Please reproduce the listing word for word. Pictures stay out.

● LISTED RECORDS:
-- Opening Marker --

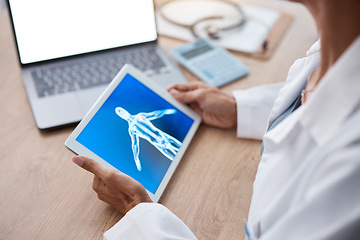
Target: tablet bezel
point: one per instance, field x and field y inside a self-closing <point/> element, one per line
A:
<point x="79" y="149"/>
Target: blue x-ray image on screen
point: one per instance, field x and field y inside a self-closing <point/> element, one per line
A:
<point x="137" y="132"/>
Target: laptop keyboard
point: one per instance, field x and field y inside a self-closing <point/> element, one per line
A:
<point x="97" y="71"/>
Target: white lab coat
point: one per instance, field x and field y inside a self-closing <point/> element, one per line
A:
<point x="308" y="181"/>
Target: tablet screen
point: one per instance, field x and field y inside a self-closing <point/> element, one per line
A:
<point x="137" y="132"/>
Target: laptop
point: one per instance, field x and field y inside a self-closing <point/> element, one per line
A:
<point x="70" y="50"/>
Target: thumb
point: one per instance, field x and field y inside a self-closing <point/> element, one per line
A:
<point x="186" y="96"/>
<point x="89" y="165"/>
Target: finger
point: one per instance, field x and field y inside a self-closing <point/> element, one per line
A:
<point x="90" y="165"/>
<point x="188" y="97"/>
<point x="187" y="86"/>
<point x="97" y="183"/>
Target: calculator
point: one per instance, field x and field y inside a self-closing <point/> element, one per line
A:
<point x="210" y="62"/>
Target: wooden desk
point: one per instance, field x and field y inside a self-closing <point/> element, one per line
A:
<point x="43" y="195"/>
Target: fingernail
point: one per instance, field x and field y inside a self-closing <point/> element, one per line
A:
<point x="174" y="91"/>
<point x="78" y="160"/>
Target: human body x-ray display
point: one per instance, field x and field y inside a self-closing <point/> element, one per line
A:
<point x="137" y="132"/>
<point x="140" y="126"/>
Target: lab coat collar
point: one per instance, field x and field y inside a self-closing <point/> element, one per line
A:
<point x="314" y="48"/>
<point x="335" y="97"/>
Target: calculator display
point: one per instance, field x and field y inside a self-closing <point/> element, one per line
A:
<point x="197" y="51"/>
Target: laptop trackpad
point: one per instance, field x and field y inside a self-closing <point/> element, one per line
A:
<point x="56" y="110"/>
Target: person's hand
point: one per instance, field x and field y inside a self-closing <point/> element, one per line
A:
<point x="113" y="187"/>
<point x="215" y="107"/>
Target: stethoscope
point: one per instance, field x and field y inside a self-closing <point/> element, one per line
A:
<point x="211" y="29"/>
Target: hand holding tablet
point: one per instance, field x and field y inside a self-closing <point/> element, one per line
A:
<point x="137" y="128"/>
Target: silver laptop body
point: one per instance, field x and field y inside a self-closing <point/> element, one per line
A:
<point x="69" y="51"/>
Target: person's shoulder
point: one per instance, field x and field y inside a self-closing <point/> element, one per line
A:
<point x="315" y="48"/>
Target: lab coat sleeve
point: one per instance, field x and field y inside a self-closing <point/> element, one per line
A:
<point x="253" y="109"/>
<point x="149" y="221"/>
<point x="329" y="208"/>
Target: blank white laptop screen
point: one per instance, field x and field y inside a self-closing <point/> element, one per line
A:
<point x="58" y="28"/>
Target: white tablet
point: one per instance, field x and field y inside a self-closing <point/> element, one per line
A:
<point x="138" y="128"/>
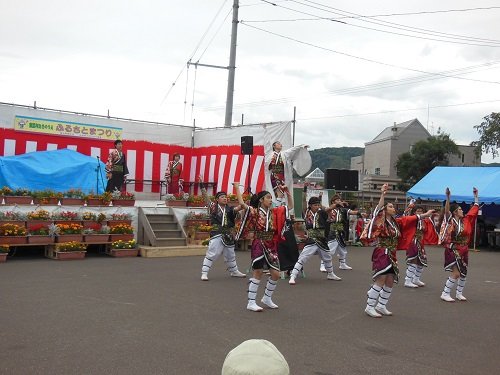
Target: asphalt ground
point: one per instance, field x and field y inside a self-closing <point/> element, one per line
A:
<point x="138" y="315"/>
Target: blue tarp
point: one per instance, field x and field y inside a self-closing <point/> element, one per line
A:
<point x="58" y="170"/>
<point x="460" y="180"/>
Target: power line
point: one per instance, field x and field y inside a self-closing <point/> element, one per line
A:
<point x="363" y="58"/>
<point x="389" y="24"/>
<point x="461" y="39"/>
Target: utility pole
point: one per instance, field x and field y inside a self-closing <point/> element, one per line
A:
<point x="232" y="66"/>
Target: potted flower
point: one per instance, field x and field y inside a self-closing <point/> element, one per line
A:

-- Closing Marker --

● RESULT:
Target: tablet bezel
point: one per instance, field x and field y inside a self-closing <point/> element, one per line
A:
<point x="79" y="149"/>
Target: blue x-ray image on screen
point: one per instance, field x and field y inside a self-closing <point/> element, one per line
A:
<point x="137" y="132"/>
Target: laptop keyboard
point: one per instance, field x and field y inside a self-closing <point/> element, one per line
A:
<point x="97" y="71"/>
Target: white lab coat
point: one per instance, field x and field y inside a self-closing <point/> element, one per line
A:
<point x="308" y="181"/>
Target: tablet screen
point: one per instance, field x and field y inside a self-closing <point/> element, one per line
A:
<point x="137" y="132"/>
Target: laptop
point: one per instance, field x and field y inside a self-closing <point/> element, one per line
A:
<point x="70" y="50"/>
Target: thumb
point: one per instance, field x and field y inside a self-closing <point/> element, one per line
A:
<point x="186" y="96"/>
<point x="89" y="165"/>
Target: finger
point: one per instance, field x and field y inside a self-closing <point/> element, one per line
A:
<point x="90" y="165"/>
<point x="188" y="97"/>
<point x="187" y="86"/>
<point x="97" y="183"/>
Target: calculator
point: one per instance, field x and field y inside a self-closing <point/> element, one per line
A:
<point x="210" y="62"/>
Target: wooden desk
point: one per instance, field x and field y inside a self-closing <point/> element, one per line
A:
<point x="43" y="195"/>
Target: fingernail
point: one per instance, field x and field y inside a self-closing <point/> element, one per line
A:
<point x="174" y="91"/>
<point x="78" y="160"/>
Target: human body x-ray display
point: one per instance, field x and field y inside a self-closing <point/> element, one per line
A:
<point x="137" y="132"/>
<point x="140" y="126"/>
Target: lab coat collar
point: one per instance, field x and field y inside a self-closing <point/> element, one per line
A:
<point x="314" y="48"/>
<point x="335" y="97"/>
Target: calculator display
point: one per instance, field x and field y inside a self-closing <point/> element, one per line
A:
<point x="197" y="51"/>
Target: laptop trackpad
point: one per instance, field x and field y inside a self-closing <point/> element, one per line
A:
<point x="56" y="110"/>
Target: person's hand
point: one per instance, field x and field y inside a self-closing <point/> element, one per line
A:
<point x="113" y="187"/>
<point x="215" y="107"/>
Target: stethoscope
point: one per instance, field x and field y inside a self-closing <point/> element, one per line
A:
<point x="211" y="29"/>
Target: hand holding tablet
point: one per instance, field x and field y inside a self-closing <point/> element, one per line
A:
<point x="137" y="128"/>
Target: silver laptop body
point: one per instance, field x and field y inside a self-closing <point/> element, one per line
A:
<point x="69" y="51"/>
Target: person's shoulder
point: one per instance, field x and field y inside a self-closing <point/> element, one per line
A:
<point x="315" y="48"/>
Target: lab coat sleeve
point: one per instance, field x and field y inside a self-closing <point/> element, one per line
A:
<point x="253" y="109"/>
<point x="149" y="221"/>
<point x="329" y="208"/>
Target: blank white laptop screen
point: one per instance, field x and field y inside a self-closing <point/> element, one per line
A:
<point x="58" y="28"/>
Target: white tablet
point: one per instance, field x and field y inside a self-closing <point/> element, one per line
A:
<point x="138" y="128"/>
Target: asphalt ground
point: one per instance, field x and field y inside a self-closing <point/> element, one per line
A:
<point x="138" y="315"/>
Target: blue tarp
point: one per instance, field x and field y inside a self-closing <point/> element, one per line
A:
<point x="58" y="170"/>
<point x="460" y="180"/>
Target: power line
point: one per instance, field x and field y inside a self-closing <point/> element, one per line
A:
<point x="363" y="58"/>
<point x="389" y="24"/>
<point x="461" y="39"/>
Target: utility pole
point: one per instance, field x and field y inside a self-closing <point/> element, one per line
A:
<point x="232" y="66"/>
Target: potted flower
point: one per instance, field x and field y inside a self-closing <point/> element, one per line
A:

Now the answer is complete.